The friend that I got the coat from and me, our history goes way back. When her sister wanted to become a stylist, she asked me how to go about it. I told her my truth. If there’s someone you really like, the way they work, their work, then talk to them and see what happens. If not, you do you, you be the stylist that you, to the core, feel that you are, create your own path. And this is what she did. I’m pretty sure that if she’d be asked if she’d achieved her then goal, she would answer yes. I don’t know if she remembers our conversation or not, it’s not even important, we were never on talking basis or anything like that, all I know is that whenever it crosses my mind, I’m happy with what I said and have a haha on my mind.
It all makes sense. It’s what it always used to be like. My heart. Totally out there. Many things make sense, now, in a fraction of a second. I marvel at it, look at it from the outside. Celebrate it. The heart. I’m flying, my feet are not on the ground, or is it the other way around? It’s all about the intention, all the time. It’s not just about clothes, it never has been. It’s just that I felt something going on between the coat and me. Others picked up on it, for sure, and found it hard to handle. The coat is simply meant to land in someone else’s closet and make someone else see things so finely, relax, Cristina. Clothes are not ever just clothes, see? On a random walk, with someone dear, to have something on the go, stop on the sidewalk to taste something they’ve never tasted before. They might have, you know you haven’t, the stream takes you places literally.
It happened over Israel, for instance. The friend I was walking with went to Tel Aviv, several times, and she was delighted when we ran into this place, on a Thursday afternoon. We didn’t stay long, but we enjoyed the whole thing properly. The people cooking were actually from there, so that only made it authentic, obviously, but also delicious. Of course it did, it’s what authentic is all about. People that really want you to have the best bite of their not only traditional, but favourite food, too, and, now, they make it here, so they want it to be extra good for you. Our conversation about the mix of ingredients, definitely, added the extra vavavoom to it. Just like the mango in a particular sauce did. Gracefully taking turns on a road that seems to climb up somewhere, I know.
And you happen to be in this coat.
Then, at some point, a while ago, a party came, kind of out of nowhere. Although… Yes, uhm. I figured out, in five, what I was going to wear. The coat, yes, and the favourite pink, blue, black and white zebra print pair of trousers, made of some cool, cool wool that keeps you warm in winter, mm. They hug your body, so effortlessly, and you know you feel like dancing whenever you’re in them, or like watching out the windows of the airplane that takes you home, after the Christmas week with the family. See? We got way up high now. Precisely. Home, home, home.
Grocery shopping that feels hot thanks to, yes, the coat. You throw it on top of the homewear you love, the hair is, without fail, connected. Give me your best shot! Fast. And in sync. Of course. You did the list, crisp, music is in your ears when you’re alone and when you’re not. When you’re not and you’re with a family member while the whole family is waiting on the specific things on the list, you’d better be back home yesterday. Fun.

--- Data records ---
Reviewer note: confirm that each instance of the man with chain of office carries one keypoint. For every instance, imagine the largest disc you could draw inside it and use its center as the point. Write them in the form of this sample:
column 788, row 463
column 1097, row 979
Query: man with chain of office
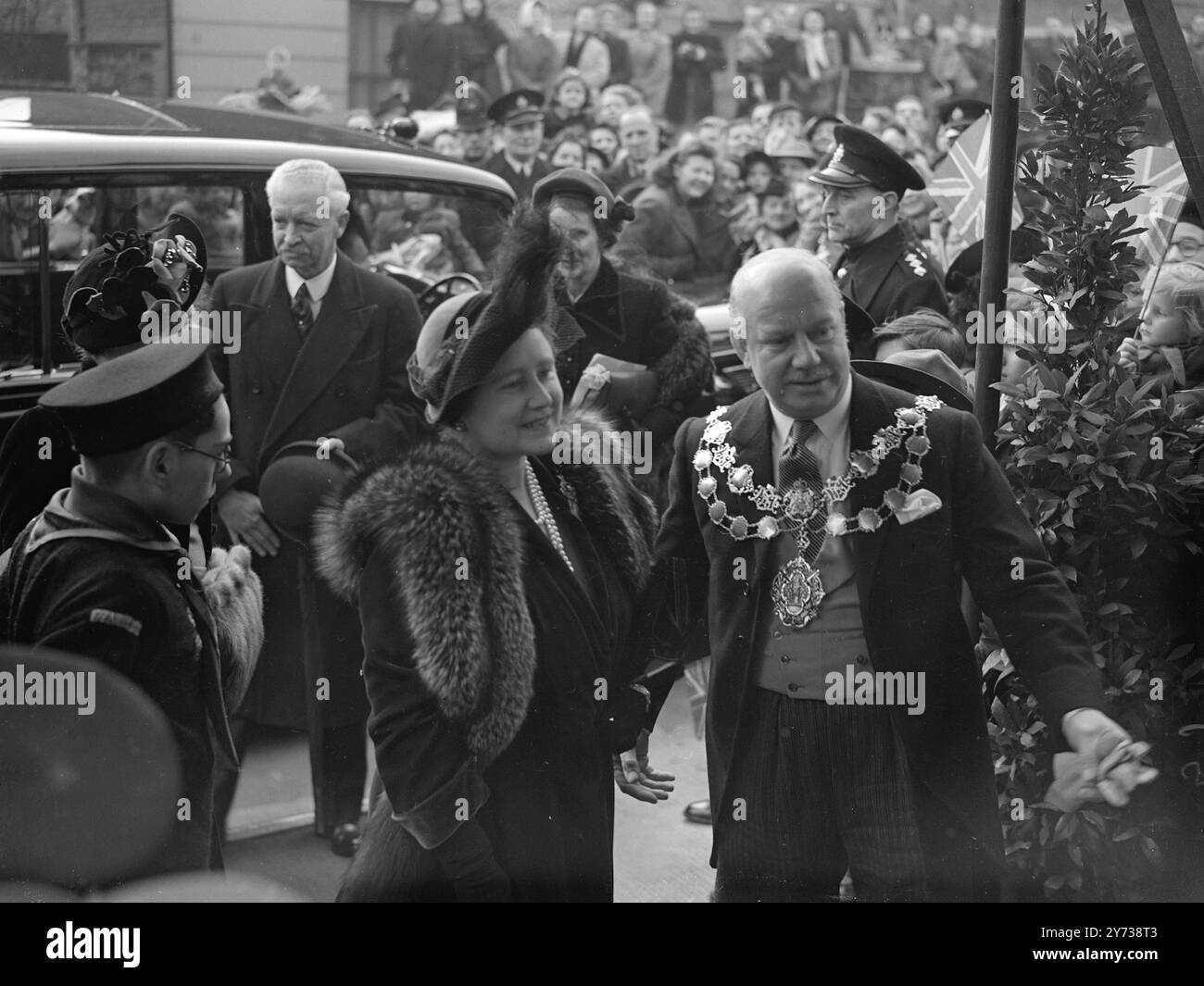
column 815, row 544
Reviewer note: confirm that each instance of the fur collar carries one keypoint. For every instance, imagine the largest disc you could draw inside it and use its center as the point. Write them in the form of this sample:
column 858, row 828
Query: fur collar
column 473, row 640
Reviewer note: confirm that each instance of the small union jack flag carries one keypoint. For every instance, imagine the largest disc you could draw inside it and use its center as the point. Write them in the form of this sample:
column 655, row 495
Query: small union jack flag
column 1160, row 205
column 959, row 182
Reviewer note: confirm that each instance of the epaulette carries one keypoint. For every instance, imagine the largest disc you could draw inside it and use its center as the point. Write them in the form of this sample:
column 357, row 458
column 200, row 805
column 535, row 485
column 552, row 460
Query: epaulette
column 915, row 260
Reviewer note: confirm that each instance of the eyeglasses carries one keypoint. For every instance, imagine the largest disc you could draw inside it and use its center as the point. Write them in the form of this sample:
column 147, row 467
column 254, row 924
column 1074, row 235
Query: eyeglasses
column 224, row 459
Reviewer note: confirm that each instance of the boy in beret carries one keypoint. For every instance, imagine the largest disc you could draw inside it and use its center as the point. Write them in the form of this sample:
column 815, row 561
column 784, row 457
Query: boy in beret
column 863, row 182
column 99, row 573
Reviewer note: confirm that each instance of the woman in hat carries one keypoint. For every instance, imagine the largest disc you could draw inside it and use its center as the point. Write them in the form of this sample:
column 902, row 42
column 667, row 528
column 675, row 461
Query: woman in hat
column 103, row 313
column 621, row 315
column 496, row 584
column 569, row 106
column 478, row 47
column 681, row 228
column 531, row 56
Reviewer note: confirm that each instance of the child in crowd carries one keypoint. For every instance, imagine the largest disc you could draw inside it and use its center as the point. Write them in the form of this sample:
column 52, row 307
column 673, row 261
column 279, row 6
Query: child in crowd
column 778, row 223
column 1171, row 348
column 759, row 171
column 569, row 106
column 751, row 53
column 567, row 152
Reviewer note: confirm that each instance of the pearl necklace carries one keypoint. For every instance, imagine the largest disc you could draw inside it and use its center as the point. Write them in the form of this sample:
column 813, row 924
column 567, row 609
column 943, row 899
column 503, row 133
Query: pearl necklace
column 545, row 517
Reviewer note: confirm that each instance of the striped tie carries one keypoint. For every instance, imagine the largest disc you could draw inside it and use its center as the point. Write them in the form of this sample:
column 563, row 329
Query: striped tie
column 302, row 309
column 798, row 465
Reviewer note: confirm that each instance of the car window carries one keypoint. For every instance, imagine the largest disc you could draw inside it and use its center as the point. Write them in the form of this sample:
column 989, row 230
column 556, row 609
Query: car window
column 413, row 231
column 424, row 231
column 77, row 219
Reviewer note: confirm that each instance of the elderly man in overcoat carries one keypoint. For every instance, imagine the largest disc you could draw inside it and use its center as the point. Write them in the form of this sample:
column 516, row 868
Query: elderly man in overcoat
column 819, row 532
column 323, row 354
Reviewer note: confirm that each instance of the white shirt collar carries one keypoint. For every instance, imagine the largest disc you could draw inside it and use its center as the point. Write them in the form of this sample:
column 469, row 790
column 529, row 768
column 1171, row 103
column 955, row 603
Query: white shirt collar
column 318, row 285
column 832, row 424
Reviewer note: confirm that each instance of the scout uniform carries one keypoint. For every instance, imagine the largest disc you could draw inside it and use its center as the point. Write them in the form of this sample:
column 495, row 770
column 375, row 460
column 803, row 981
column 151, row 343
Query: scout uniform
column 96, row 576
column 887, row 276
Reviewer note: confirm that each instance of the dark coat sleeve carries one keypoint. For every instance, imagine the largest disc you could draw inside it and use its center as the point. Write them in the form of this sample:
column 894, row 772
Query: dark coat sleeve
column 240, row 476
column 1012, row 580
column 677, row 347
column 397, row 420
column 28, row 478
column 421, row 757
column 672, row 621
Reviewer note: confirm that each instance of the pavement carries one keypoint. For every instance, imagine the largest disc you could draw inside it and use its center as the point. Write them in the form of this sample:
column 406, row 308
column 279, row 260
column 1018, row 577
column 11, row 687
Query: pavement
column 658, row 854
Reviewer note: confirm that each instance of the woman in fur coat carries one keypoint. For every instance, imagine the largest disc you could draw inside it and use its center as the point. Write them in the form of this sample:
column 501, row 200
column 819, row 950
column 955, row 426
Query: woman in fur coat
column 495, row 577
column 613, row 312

--- What is being asked ---
Answer from the text about the coat:
(a) Which person wanted to become a stylist?
(b) What city had the friend on the walk visited several times?
(c) What colors are in the zebra print trousers?
Use only the text about the coat to answer.

--- Exercise output ---
(a) The sister of the friend the coat came from.
(b) Tel Aviv.
(c) Pink, blue, black and white.